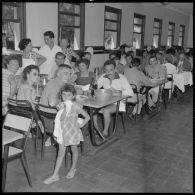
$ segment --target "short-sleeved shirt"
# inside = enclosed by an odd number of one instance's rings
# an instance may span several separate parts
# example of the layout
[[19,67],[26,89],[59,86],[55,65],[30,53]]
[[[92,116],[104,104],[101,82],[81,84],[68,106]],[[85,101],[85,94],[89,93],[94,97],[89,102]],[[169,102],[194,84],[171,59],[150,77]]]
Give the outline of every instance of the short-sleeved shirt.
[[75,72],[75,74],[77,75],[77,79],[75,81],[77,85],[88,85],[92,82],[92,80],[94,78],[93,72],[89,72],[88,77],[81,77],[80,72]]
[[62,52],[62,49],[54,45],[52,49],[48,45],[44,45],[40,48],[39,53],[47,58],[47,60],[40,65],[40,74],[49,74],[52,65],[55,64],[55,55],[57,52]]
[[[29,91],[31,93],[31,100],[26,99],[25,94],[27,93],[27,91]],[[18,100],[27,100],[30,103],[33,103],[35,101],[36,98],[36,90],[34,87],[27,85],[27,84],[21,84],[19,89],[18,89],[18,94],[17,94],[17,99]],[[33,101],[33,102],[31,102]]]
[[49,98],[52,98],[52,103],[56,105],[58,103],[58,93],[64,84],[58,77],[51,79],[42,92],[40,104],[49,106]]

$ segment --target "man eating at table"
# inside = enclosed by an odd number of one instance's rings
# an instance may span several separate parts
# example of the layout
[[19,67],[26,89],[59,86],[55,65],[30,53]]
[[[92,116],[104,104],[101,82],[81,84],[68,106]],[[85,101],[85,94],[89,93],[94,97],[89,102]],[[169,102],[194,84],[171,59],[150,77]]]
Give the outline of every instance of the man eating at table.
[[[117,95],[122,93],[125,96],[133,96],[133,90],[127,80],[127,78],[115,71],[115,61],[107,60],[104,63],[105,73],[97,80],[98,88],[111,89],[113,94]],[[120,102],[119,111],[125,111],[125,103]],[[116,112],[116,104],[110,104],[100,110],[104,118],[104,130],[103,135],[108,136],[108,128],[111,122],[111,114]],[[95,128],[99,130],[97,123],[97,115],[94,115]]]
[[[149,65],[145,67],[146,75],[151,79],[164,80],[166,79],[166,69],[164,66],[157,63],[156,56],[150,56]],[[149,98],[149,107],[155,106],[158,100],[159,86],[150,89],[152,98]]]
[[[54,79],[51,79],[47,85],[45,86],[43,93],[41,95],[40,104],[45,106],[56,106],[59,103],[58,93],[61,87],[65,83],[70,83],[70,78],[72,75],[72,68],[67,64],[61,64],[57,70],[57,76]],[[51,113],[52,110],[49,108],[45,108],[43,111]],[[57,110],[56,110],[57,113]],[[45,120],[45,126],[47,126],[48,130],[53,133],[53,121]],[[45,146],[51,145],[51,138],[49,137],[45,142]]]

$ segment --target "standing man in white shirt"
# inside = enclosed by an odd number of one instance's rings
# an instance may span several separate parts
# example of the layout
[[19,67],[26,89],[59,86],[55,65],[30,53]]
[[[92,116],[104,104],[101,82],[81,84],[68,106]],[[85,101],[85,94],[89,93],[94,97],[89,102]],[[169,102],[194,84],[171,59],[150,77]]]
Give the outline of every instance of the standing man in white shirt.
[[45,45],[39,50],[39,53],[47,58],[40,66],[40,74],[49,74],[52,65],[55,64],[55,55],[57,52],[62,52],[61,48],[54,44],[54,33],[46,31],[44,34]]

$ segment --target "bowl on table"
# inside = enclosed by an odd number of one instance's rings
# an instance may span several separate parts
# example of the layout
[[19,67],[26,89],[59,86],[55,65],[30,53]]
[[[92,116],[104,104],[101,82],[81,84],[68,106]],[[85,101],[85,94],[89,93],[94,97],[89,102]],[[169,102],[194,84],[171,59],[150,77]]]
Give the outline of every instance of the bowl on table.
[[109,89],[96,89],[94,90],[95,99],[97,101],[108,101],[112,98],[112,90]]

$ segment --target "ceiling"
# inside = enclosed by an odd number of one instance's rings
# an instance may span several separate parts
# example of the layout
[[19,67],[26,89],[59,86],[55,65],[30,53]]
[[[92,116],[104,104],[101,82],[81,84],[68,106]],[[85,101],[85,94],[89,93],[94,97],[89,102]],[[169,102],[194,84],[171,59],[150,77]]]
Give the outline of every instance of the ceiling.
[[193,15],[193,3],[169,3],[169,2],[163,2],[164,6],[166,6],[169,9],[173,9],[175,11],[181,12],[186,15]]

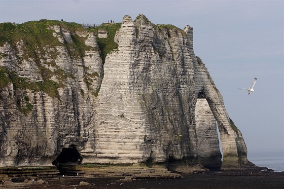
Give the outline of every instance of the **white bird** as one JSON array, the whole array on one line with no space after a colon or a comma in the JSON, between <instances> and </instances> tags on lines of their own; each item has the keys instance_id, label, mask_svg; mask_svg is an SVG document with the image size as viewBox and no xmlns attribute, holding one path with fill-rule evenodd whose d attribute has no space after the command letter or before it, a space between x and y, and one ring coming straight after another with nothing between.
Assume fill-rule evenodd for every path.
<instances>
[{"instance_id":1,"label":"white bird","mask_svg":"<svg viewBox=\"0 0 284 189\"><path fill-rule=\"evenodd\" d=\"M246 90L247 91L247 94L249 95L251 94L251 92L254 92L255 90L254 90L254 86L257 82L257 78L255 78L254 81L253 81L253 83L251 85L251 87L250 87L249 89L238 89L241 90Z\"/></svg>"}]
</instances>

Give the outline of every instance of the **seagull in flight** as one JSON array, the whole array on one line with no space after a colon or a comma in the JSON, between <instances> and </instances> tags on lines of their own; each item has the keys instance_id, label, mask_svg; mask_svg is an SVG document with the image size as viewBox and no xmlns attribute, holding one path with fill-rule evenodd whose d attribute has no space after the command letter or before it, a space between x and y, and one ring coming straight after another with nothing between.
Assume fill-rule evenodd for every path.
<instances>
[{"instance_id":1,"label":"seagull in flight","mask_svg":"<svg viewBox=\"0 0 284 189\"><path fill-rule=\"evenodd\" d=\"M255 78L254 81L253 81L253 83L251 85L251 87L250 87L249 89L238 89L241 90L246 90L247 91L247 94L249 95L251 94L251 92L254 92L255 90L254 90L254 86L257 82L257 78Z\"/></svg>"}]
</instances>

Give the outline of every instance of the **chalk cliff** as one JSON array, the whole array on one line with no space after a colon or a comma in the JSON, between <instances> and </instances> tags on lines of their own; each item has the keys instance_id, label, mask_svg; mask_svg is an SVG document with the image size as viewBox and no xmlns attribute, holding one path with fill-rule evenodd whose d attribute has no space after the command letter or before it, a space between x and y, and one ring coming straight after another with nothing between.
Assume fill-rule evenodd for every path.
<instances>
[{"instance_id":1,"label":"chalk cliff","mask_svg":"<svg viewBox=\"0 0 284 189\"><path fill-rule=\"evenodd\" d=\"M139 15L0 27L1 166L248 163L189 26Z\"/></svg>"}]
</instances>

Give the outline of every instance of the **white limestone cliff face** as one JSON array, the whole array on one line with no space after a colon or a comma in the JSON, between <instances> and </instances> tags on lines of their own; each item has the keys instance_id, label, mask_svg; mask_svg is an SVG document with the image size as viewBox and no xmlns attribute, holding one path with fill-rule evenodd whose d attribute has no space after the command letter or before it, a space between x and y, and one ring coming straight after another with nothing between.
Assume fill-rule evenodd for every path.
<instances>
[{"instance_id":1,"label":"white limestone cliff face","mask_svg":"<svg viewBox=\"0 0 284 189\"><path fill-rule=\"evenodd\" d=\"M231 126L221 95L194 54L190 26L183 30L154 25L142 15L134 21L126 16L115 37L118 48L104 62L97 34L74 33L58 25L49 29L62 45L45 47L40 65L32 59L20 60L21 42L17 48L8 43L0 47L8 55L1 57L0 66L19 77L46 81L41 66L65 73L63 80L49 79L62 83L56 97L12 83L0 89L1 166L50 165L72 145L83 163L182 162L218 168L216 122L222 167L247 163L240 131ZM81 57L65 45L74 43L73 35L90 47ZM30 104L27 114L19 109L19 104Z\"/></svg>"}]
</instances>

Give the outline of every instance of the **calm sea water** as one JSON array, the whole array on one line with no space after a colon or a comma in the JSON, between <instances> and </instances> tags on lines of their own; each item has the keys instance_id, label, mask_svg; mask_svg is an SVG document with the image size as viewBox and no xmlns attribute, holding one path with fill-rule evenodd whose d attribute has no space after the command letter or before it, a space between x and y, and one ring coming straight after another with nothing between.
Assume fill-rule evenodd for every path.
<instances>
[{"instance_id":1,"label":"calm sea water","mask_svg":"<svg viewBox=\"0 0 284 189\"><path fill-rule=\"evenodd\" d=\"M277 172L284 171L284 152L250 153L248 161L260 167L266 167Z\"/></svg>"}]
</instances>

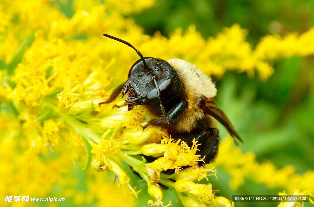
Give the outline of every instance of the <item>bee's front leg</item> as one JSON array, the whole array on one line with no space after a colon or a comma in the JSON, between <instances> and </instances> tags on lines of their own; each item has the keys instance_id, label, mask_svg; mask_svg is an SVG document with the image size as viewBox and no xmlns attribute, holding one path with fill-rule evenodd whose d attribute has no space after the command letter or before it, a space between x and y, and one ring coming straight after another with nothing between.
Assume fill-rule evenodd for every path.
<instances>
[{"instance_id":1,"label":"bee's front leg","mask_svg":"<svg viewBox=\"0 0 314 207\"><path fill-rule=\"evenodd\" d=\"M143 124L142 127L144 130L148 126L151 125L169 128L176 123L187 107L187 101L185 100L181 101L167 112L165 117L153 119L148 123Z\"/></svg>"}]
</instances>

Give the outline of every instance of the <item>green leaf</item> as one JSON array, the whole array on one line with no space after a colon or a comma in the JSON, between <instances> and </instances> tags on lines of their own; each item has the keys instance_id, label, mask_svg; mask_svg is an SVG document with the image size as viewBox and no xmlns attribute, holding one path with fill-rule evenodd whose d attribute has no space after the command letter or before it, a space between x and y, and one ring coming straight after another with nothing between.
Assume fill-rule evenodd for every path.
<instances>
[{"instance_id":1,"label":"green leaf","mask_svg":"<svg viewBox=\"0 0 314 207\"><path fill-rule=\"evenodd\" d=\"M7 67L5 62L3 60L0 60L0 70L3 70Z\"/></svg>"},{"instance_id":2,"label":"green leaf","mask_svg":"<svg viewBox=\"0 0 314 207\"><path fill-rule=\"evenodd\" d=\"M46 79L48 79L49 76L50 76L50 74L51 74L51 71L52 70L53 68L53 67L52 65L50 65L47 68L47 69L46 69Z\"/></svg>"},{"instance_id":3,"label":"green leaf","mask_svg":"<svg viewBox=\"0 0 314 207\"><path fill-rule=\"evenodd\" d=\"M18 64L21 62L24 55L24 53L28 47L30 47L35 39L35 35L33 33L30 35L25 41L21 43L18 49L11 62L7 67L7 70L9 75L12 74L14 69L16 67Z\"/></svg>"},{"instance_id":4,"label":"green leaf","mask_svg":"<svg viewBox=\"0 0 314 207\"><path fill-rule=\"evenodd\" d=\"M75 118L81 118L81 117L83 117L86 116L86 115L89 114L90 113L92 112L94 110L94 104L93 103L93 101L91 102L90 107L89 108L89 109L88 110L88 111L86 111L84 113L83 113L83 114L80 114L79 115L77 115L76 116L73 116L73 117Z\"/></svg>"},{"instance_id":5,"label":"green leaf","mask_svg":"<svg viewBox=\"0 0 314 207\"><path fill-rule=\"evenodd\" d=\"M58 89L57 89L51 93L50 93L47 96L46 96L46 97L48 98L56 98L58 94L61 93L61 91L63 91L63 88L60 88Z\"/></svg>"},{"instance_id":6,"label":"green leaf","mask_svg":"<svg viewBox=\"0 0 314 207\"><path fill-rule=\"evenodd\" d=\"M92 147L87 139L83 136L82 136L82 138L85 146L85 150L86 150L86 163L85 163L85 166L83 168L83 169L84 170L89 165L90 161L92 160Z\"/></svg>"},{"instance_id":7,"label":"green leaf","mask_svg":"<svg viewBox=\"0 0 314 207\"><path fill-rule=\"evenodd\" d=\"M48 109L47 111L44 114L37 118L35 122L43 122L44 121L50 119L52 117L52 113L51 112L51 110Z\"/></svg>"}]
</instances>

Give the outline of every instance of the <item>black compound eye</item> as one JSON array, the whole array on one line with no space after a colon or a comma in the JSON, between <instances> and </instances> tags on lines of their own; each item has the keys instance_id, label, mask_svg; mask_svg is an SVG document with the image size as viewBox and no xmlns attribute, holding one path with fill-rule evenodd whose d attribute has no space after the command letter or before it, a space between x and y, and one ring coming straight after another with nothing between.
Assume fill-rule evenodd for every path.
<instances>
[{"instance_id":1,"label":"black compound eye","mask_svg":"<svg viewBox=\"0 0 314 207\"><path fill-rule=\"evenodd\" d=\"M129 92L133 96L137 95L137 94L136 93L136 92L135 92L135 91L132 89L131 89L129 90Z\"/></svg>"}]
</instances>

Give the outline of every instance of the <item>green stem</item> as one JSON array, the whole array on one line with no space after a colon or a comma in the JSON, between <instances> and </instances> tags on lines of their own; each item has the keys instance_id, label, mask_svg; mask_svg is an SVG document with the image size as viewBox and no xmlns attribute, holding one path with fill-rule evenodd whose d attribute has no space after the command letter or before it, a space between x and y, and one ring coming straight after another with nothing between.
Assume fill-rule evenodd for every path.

====================

Return the lines of the data above unchanged, from the start through the line containing "Give the outline of every instance of the short-sleeved", and leave out the pictures.

$ segment --target "short-sleeved shirt"
# inside = enclosed by an odd number of one instance's rings
# an instance may span several separate parts
# example of the layout
[[19,67],[26,89],[59,86],[55,65],[30,53]]
[[[92,116],[104,104],[101,82],[81,84],[68,106]],[[85,101],[85,94],[89,93],[94,97],[89,102]],[[169,102],[194,84],[171,59],[150,77]]]
Give the outline of every instance of the short-sleeved shirt.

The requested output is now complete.